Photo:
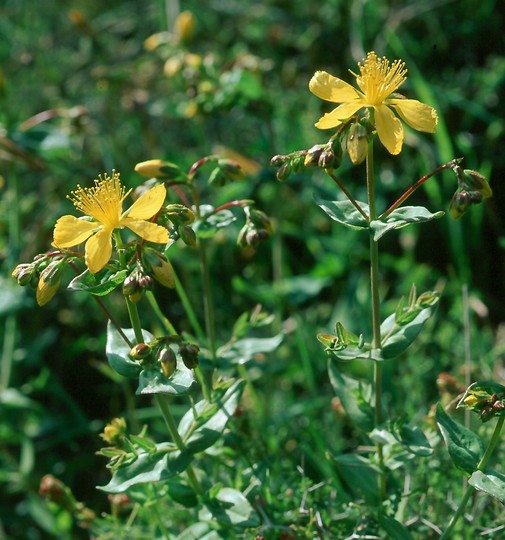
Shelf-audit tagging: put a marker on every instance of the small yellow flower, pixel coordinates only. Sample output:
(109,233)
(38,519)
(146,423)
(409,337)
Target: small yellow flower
(103,204)
(377,81)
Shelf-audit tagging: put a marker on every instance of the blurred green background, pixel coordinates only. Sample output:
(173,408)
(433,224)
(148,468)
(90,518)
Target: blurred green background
(90,86)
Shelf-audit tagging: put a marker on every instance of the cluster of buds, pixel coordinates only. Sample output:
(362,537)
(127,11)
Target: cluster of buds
(44,274)
(180,218)
(257,228)
(164,353)
(114,432)
(485,398)
(137,282)
(57,492)
(353,136)
(472,189)
(226,171)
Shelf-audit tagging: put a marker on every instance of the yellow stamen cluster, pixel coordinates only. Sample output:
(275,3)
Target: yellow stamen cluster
(103,201)
(379,79)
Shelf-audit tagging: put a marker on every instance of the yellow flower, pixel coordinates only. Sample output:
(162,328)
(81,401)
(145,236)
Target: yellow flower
(103,204)
(377,81)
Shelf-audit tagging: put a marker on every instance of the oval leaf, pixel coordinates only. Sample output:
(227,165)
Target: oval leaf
(98,284)
(344,212)
(152,381)
(465,447)
(150,467)
(492,484)
(401,217)
(118,351)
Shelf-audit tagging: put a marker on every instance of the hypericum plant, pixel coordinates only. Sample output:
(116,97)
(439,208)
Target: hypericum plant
(127,251)
(374,108)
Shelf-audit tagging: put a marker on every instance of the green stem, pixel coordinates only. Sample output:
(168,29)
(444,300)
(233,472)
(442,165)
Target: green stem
(162,401)
(481,466)
(374,288)
(208,305)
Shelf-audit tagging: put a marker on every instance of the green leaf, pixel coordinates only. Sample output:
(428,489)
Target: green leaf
(118,351)
(98,284)
(207,227)
(148,467)
(152,381)
(204,423)
(393,528)
(465,447)
(243,350)
(200,531)
(230,507)
(399,332)
(492,484)
(345,212)
(401,217)
(360,475)
(354,396)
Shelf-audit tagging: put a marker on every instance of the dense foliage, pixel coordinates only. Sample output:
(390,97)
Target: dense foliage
(87,87)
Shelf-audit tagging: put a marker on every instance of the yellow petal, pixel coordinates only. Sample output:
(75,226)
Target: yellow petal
(335,117)
(329,88)
(417,115)
(389,128)
(147,204)
(147,230)
(70,231)
(98,250)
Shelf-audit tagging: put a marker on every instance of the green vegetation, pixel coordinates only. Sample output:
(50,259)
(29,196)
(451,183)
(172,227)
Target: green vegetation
(279,436)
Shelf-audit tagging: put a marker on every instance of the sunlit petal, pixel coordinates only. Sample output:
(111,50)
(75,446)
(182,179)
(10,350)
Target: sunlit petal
(329,88)
(417,115)
(335,117)
(147,204)
(98,250)
(147,230)
(70,231)
(389,128)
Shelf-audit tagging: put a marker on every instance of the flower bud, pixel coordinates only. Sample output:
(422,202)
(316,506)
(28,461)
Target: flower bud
(278,160)
(49,282)
(168,361)
(189,355)
(313,155)
(114,431)
(140,351)
(476,182)
(184,27)
(156,168)
(159,266)
(357,143)
(24,274)
(187,235)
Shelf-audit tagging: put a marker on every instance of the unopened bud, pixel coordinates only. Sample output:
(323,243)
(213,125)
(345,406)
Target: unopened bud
(313,155)
(114,431)
(184,27)
(156,168)
(140,351)
(168,361)
(357,143)
(49,282)
(189,355)
(159,266)
(187,235)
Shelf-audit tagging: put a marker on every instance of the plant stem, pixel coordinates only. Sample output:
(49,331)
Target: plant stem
(450,165)
(374,288)
(481,466)
(162,401)
(347,194)
(207,299)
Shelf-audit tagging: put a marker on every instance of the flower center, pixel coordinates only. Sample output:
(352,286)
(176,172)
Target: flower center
(103,201)
(378,78)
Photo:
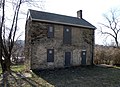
++++++++
Copy out every line of the entries from the line containing "of the sunlit" through the end of the entries, both included, with the tagging requests and their sample outputs unchanged but each answer coordinate multiplied by 0.9 and rounded to a whole number, halves rounded up. Leave the pictures out of your copy.

Shelf-audit tagging: put a marker on every instance of the sunlit petal, pixel coordinates only. Sample output:
(111,50)
(75,446)
(182,179)
(10,350)
Target: sunlit petal
(296,79)
(375,104)
(302,105)
(132,184)
(88,225)
(132,207)
(63,208)
(350,115)
Shelf-audit tagging: put a marker on every instance of the flower bud, pixel coordinates only. Sample output:
(422,202)
(316,506)
(28,461)
Target: flower bud
(250,144)
(44,254)
(151,325)
(170,320)
(282,140)
(103,388)
(126,316)
(428,164)
(166,24)
(140,151)
(143,239)
(321,129)
(22,247)
(168,212)
Shelf-audit tagging: put a marker on every instance of the unopened bud, pixel coordinates only. Sample output:
(323,243)
(213,125)
(345,406)
Target: unopened bud
(282,140)
(103,388)
(166,24)
(140,151)
(126,316)
(151,325)
(321,129)
(44,254)
(170,320)
(143,239)
(168,212)
Shelf-audit tagging: put a marker on every instance of the plant stem, pixel coordinates only. Sample output:
(49,331)
Target: plant stem
(405,149)
(337,259)
(433,419)
(146,361)
(312,175)
(186,269)
Shelf-audit tagging: put a marker on every instance of the flower center, pixel coordinates only. Sample output:
(352,286)
(176,172)
Target: flower center
(93,181)
(340,70)
Photo:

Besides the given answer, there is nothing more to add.